▸ **Problem details**
Change every "thickest" to "widest" in the part of the rows that opens with the line containing "like x=79 y=210." and closes with the line containing "x=174 y=204". Write out only those lines, with nothing else altered.

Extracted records
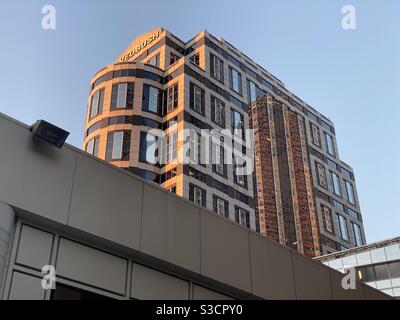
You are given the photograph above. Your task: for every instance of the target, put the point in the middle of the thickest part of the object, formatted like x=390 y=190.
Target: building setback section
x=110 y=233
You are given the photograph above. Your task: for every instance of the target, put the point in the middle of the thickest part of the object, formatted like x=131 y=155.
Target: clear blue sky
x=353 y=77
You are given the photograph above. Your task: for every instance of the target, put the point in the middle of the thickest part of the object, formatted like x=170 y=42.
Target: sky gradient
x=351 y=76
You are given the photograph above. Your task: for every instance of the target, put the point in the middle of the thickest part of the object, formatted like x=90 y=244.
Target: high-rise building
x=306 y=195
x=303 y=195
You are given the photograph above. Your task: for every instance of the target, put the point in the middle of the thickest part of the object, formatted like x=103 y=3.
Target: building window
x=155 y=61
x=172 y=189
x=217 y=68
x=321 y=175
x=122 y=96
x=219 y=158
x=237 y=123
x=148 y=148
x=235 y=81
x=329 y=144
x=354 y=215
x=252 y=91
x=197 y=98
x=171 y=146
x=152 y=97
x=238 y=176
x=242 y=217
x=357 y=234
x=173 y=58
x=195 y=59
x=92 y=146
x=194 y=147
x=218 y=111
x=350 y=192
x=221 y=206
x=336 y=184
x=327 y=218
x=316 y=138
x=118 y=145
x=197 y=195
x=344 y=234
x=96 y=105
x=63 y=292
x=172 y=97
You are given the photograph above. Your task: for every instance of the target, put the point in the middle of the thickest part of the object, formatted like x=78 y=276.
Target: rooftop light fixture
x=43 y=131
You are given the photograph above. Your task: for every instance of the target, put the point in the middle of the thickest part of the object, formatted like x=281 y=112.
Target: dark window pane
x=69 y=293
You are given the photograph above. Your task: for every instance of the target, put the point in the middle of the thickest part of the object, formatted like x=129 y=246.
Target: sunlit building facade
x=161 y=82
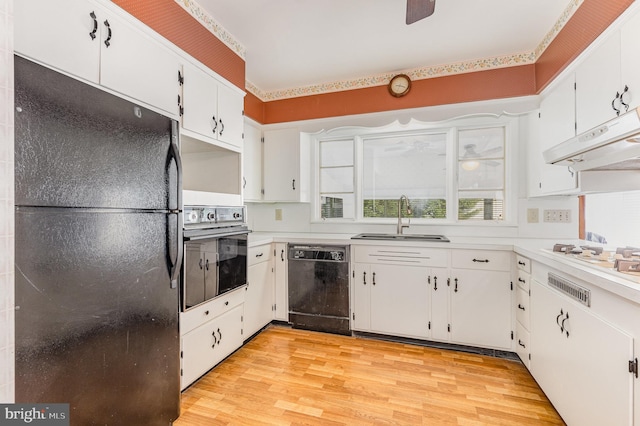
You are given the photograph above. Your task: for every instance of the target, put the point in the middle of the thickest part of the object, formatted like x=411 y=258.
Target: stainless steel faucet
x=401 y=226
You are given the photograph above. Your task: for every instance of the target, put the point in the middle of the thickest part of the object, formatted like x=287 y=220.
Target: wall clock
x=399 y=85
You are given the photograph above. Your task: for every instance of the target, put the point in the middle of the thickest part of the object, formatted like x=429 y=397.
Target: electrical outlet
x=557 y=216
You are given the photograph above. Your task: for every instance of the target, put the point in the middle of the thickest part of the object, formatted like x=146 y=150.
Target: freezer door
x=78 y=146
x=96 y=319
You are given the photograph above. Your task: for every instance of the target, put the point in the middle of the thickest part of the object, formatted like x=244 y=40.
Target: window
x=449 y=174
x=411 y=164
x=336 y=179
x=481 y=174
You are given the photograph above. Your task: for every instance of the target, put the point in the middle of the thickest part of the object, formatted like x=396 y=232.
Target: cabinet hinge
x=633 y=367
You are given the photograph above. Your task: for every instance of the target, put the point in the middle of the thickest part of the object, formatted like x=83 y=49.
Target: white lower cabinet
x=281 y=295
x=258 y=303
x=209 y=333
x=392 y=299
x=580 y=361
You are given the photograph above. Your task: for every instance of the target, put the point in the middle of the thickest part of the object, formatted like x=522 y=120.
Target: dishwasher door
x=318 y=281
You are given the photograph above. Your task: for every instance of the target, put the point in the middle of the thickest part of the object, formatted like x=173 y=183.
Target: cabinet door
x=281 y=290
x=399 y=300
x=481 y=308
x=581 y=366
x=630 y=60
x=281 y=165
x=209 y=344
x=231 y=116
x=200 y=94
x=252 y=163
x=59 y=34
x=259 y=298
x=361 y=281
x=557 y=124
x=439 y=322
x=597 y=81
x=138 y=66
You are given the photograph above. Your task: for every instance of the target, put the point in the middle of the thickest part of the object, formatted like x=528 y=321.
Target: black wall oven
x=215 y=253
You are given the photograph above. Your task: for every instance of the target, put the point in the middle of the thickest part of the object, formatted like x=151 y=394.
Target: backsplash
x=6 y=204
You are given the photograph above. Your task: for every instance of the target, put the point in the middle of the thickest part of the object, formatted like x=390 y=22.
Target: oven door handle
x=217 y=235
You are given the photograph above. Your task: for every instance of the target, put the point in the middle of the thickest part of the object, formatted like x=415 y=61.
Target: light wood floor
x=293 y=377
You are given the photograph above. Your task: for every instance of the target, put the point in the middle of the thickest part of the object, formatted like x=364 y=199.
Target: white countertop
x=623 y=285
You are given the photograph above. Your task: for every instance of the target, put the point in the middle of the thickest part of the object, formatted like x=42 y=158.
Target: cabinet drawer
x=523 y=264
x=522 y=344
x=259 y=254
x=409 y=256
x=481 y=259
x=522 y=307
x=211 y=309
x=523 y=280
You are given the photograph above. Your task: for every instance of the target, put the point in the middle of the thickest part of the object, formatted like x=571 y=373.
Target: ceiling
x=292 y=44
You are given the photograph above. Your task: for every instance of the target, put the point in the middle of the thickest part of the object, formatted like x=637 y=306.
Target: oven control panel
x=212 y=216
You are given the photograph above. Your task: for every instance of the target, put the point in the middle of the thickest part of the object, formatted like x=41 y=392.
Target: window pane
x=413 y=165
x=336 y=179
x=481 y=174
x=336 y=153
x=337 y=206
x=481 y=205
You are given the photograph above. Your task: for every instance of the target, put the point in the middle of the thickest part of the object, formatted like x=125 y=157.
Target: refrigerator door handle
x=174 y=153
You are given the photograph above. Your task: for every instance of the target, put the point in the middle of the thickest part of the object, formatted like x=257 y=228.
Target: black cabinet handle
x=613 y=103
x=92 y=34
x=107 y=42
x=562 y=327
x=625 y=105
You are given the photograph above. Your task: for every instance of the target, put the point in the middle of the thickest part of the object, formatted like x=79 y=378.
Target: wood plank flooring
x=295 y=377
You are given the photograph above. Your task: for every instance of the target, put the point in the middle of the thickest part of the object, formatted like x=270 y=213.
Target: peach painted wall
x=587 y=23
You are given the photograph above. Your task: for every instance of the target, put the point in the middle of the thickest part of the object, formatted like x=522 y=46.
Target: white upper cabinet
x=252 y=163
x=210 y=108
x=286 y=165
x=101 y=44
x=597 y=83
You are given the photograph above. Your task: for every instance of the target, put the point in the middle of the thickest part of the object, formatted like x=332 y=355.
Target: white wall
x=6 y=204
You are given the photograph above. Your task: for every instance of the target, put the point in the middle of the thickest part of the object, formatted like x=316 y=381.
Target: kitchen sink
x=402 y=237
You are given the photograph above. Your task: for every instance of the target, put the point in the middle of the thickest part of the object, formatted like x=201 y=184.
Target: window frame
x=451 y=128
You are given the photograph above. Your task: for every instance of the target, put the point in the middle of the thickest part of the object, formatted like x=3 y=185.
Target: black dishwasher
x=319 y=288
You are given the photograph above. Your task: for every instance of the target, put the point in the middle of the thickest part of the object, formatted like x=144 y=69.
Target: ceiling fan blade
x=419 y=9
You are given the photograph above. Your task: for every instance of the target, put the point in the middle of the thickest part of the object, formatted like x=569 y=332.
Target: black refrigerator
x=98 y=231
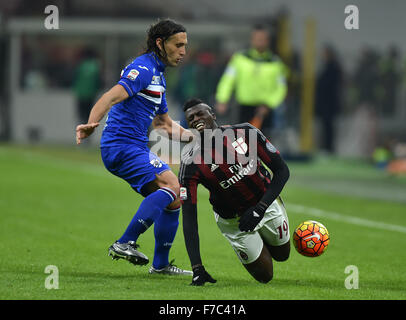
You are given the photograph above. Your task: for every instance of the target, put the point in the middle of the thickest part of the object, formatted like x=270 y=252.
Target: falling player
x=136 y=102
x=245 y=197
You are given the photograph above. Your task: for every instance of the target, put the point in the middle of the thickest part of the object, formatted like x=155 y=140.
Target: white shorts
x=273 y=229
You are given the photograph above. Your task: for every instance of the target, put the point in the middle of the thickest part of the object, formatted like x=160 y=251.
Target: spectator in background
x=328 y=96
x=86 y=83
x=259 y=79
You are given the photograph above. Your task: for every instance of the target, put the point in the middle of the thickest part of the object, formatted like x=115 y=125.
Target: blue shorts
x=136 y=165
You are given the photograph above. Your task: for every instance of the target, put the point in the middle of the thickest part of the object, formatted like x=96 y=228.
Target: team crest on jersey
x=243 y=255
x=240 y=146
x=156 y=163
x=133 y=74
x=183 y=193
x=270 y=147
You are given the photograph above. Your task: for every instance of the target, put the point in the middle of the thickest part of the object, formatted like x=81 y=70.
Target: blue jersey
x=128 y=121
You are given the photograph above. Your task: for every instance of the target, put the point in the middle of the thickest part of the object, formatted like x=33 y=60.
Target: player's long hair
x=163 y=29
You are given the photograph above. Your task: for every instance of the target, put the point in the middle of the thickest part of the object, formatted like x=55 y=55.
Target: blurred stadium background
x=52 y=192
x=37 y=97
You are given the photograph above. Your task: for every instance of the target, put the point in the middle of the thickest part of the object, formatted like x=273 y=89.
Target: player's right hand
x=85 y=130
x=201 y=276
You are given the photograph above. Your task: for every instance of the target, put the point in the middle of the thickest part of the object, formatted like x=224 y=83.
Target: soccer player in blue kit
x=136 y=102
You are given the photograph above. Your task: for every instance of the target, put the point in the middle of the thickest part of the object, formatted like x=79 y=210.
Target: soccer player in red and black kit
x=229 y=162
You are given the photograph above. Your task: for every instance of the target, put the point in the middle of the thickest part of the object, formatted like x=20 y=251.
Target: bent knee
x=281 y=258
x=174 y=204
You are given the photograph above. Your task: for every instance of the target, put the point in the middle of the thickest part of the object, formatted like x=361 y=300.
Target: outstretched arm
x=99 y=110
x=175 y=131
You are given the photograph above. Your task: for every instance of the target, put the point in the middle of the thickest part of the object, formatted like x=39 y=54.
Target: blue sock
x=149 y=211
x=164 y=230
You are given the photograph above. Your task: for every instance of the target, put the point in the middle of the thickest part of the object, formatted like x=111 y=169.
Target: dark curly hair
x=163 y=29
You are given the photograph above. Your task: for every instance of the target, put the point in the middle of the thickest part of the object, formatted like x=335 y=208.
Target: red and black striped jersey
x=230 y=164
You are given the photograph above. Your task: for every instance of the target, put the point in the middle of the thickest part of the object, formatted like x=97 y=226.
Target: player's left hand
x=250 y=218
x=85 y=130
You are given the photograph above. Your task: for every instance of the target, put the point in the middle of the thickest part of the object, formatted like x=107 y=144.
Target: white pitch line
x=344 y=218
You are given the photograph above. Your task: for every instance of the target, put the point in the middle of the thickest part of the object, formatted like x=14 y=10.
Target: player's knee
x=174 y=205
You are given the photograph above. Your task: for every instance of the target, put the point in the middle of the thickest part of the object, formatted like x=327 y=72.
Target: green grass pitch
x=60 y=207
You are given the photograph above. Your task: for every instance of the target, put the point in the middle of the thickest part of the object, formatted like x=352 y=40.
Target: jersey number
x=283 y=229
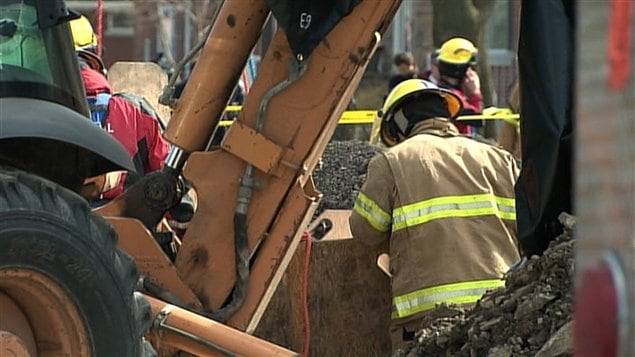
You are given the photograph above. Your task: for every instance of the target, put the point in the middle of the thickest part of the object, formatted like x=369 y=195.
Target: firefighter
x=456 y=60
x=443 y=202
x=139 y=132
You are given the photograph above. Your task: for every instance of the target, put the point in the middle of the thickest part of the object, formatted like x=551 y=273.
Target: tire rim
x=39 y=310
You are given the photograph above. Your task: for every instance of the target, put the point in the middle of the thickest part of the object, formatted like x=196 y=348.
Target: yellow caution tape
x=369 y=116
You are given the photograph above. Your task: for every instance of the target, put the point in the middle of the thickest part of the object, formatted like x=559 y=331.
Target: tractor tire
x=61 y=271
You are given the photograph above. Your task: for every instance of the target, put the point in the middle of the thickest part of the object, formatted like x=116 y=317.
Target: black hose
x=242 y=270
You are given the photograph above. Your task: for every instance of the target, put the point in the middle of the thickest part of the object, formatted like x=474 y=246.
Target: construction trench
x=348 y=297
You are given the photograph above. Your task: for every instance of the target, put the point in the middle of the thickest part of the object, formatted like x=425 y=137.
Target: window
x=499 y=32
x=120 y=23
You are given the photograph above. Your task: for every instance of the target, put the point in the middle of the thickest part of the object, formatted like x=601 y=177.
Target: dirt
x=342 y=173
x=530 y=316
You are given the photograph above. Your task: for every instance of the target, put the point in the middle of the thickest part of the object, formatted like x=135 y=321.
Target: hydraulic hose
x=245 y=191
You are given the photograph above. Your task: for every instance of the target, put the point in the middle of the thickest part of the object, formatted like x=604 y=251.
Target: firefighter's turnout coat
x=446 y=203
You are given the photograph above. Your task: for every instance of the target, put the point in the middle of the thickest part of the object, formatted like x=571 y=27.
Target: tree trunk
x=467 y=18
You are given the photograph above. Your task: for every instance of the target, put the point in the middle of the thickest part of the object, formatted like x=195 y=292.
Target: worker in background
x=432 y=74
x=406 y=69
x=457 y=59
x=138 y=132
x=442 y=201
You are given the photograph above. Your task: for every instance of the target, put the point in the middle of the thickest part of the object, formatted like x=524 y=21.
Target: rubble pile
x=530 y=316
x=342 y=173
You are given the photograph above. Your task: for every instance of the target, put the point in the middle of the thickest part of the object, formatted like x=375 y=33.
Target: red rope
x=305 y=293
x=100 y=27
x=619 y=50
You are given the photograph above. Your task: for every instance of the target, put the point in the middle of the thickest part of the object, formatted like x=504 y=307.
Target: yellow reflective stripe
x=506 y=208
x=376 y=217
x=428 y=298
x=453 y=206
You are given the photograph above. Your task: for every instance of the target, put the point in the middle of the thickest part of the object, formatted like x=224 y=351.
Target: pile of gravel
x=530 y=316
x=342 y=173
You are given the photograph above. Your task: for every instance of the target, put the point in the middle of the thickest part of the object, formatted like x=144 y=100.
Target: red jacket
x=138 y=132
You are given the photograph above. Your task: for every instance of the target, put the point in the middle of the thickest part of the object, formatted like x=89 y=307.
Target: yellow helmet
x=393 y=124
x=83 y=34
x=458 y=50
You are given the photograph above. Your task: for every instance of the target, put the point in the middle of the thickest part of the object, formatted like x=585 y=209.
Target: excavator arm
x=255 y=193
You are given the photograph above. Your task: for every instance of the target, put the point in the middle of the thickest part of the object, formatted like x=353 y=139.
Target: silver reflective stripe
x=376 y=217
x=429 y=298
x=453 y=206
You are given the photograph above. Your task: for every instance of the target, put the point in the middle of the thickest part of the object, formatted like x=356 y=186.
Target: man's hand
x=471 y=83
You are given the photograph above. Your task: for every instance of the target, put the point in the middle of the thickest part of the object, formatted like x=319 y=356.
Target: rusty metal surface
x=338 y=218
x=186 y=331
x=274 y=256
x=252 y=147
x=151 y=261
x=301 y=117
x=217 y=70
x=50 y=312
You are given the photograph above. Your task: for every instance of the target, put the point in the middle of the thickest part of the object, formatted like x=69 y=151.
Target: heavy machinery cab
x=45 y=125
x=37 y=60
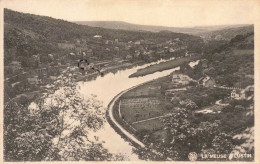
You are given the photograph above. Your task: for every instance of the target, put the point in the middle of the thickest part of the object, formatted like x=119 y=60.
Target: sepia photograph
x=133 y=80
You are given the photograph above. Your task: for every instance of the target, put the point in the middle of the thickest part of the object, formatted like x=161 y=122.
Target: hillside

▸ **Response for this exercise**
You are given the photograph above. Your task: for every instance of the target, put the point in the middle of the widest part of the object, formatted like x=79 y=210.
Target: soccer player in red and black kit
x=229 y=162
You are given the photograph above. Your task: for every instance of the target, put the point in the middle of the widest part of the object, formatted like x=20 y=251.
Target: bent knee
x=281 y=258
x=174 y=204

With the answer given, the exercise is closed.